Задания
1. Назовите всех людей, которых рассказчик называет по имени в тексте. Название лечебницы не учитывайте.
2. Перепишите из текста слово в слово отрывок, который начинается со слов «Так прошло минут» и заканчивается словами «уходит в прошлое.».
3. Какими, судя по тексту, оказались глаза Машеньки через два-три месяца?

Текст
○ ○ ○ ○
Андрюша сначала притих, когда, войдя в главный подъезд, увидел широчайшую мраморную лестницу, ведущую во второй этаж, людей в белых халатах, когда услышал особый гулкий, а вместе как бы приглушенный шелест, шорох — голос больничных помещений. Но маму с новорожденной сестренкой так долго не отпускали вниз, в канцелярию, и коридор был до того длинный и завлекательный, что Андрей ободрился, а потом возликовал и стал гонять по коридору взад и вперед с небольничным грохотом, и я повел его на улицу, где ждало нас такси. Я был встревожен и перевернут не предстоящей встречей с дочкой и внучкой, а тем, что для меня всегда трудней всего — организационной стороной дела. Она выпала на мою долю. И мне чудилось, что такси уедет, не дождавшись, а мы так и останемся навеки в больничном коридоре, что Наташу вдруг не выпустят в последний момент и так далее, и так далее. Сегодня у нас 32° мороза. И я подумал — как же это я выхожу на улицу? С Андрюшкой? И тут же увидел серый день ранней весны 54 года — вот в какую погоду выбрались мы из тяжелых дверей лечебницы Отта. Увидев такси, Андрюшка присмирел. Я посадил его к шоферу, на которого мальчик взглянул почтительно, как на представителя другого, высшего мира. Захлопнув дверь, я оставил Андрея в машине, а сам пошел шагать взад и вперед, вспоминая Наташу девочкой и удивляясь простоте происходящих перемен. Увидел Нонику Бианки, которая вела сынишку в консультацию. И ее я совсем недавно видел маленькой девочкой. Заглянул в такси. И залюбовался. Затылком ко мне, уставившись прямо в лицо шоферу, Андрей читал ему наизусть стихи Маршака. И шофер хохотал во весь рот.

9 февраля

Так прошло минут сорок. И мне все чудилось, что Наташа спустилась в канцелярию и ждет меня, а я тут гуляю. И я шел к мраморной лестнице, уже знакомой мне, но все оставалось без изменений. Но вот, наконец, я, Андрюша, вся семья окружаем Наташу и Машеньку, тогда еще не имевшую имени, да и лица. Она из глубин одеяльца сонно поглядывала светлыми своими глазами, которые, к общему изумлению, через два — три месяца оказались черными. И вот мы все благополучно выбираемся из тяжелых больничных дверей и усаживаемся в машину, и лечебница Отта, занимавшая первое место в моей жизни все эти дни, уходит в прошлое.
○ ○ ○ ○
Позиции из набора данных:
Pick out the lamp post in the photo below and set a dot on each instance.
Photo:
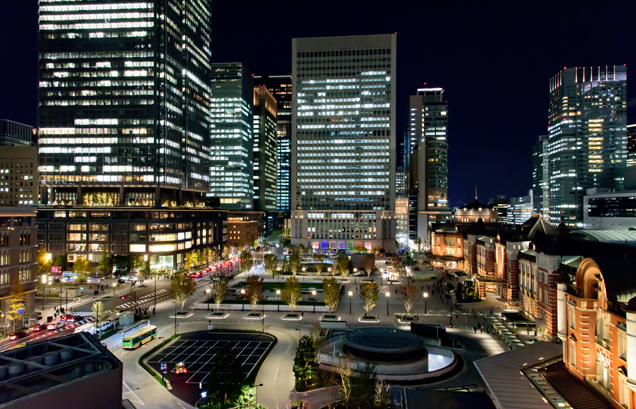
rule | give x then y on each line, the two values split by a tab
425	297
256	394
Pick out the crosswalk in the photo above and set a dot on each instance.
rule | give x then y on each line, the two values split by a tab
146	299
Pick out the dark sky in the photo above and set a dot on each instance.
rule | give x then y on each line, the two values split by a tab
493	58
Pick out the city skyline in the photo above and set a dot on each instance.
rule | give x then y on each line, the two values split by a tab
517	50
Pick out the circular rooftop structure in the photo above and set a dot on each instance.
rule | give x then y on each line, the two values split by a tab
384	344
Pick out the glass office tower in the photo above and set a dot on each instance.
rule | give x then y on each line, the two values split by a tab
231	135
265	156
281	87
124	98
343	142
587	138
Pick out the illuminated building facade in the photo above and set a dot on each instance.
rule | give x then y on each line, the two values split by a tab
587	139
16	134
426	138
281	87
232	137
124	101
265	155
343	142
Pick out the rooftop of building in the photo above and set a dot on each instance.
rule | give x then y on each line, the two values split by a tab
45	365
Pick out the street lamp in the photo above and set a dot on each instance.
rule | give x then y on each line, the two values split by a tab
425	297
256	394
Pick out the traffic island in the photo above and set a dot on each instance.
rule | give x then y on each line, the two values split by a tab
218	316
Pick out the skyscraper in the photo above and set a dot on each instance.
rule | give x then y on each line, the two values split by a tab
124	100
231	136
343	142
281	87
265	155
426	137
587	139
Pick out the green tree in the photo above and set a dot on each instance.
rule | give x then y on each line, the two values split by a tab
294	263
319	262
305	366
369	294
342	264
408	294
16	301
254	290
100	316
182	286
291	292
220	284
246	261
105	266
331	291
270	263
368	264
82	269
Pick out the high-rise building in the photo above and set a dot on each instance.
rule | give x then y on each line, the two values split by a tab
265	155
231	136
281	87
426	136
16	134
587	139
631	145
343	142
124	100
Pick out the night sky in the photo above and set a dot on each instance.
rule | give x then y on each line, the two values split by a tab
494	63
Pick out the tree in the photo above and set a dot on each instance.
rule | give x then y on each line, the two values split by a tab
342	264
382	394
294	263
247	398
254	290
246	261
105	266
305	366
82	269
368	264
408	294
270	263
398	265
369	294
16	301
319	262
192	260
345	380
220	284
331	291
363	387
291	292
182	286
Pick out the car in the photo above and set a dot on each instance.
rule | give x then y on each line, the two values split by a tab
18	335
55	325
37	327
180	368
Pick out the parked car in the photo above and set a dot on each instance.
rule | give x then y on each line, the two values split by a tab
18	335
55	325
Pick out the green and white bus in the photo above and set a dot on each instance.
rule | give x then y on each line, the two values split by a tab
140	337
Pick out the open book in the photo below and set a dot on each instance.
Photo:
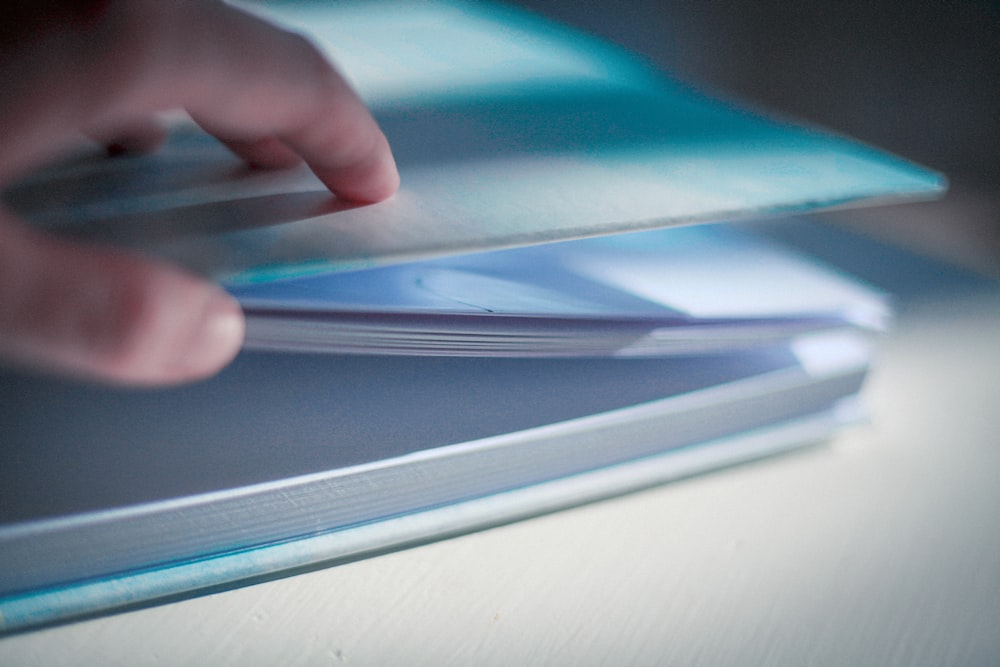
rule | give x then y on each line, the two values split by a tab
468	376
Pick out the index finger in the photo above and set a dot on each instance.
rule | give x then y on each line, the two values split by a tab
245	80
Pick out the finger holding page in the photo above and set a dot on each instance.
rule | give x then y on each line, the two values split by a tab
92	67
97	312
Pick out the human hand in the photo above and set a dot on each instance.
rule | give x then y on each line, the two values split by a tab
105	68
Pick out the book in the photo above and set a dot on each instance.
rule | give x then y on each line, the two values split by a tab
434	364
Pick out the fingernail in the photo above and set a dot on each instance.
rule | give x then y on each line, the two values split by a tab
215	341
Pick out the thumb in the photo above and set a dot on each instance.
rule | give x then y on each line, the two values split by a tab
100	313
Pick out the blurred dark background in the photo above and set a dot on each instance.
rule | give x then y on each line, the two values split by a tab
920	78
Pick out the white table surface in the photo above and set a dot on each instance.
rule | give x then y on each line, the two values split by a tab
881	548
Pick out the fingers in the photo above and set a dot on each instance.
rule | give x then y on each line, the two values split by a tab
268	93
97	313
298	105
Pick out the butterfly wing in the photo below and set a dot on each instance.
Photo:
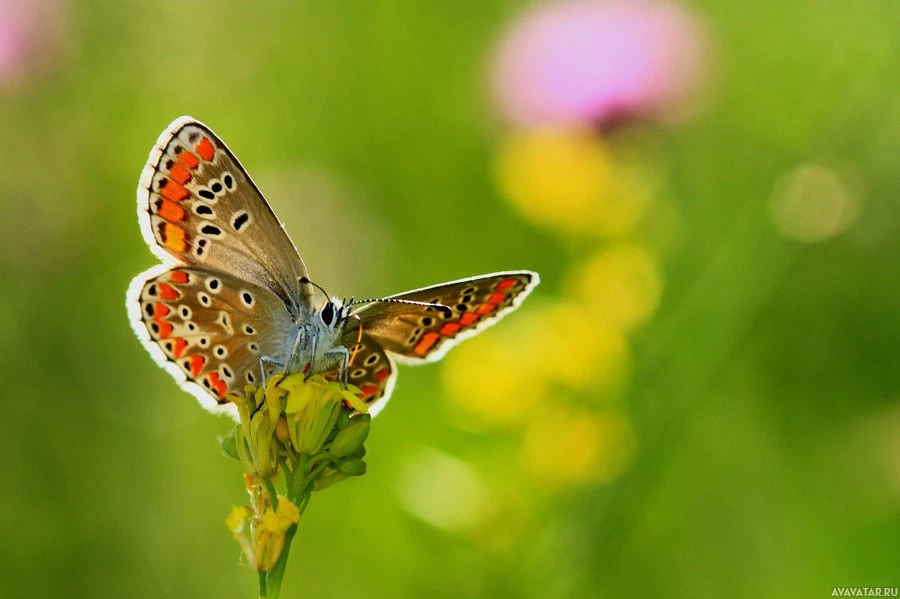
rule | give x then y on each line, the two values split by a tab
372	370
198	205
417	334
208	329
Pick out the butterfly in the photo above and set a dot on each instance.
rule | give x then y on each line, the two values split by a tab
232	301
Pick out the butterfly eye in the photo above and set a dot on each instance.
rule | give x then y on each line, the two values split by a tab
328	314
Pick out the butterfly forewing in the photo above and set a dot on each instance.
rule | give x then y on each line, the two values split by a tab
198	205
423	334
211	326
○ ○ ○ ○
Ответы
1. Андрюша (Андрей), Наташа, Ноника Бианки, Машенька, Маршак.

2.
Так прошло минут сорок. И мне все чудилось, что Наташа спустилась в канцелярию и ждет меня, а я тут гуляю. И я шел к мраморной лестнице, уже знакомой мне, но все оставалось без изменений. Но вот, наконец, я, Андрюша, вся семья окружаем Наташу и Машеньку, тогда еще не имевшую имени, да и лица. Она из глубин одеяльца сонно поглядывала светлыми своими глазами, которые, к общему изумлению, через два — три месяца оказались черными. И вот мы все благополучно выбираемся из тяжелых больничных дверей и усаживаемся в машину, и лечебница Отта, занимавшая первое место в моей жизни все эти дни, уходит в прошлое.

3. Черными.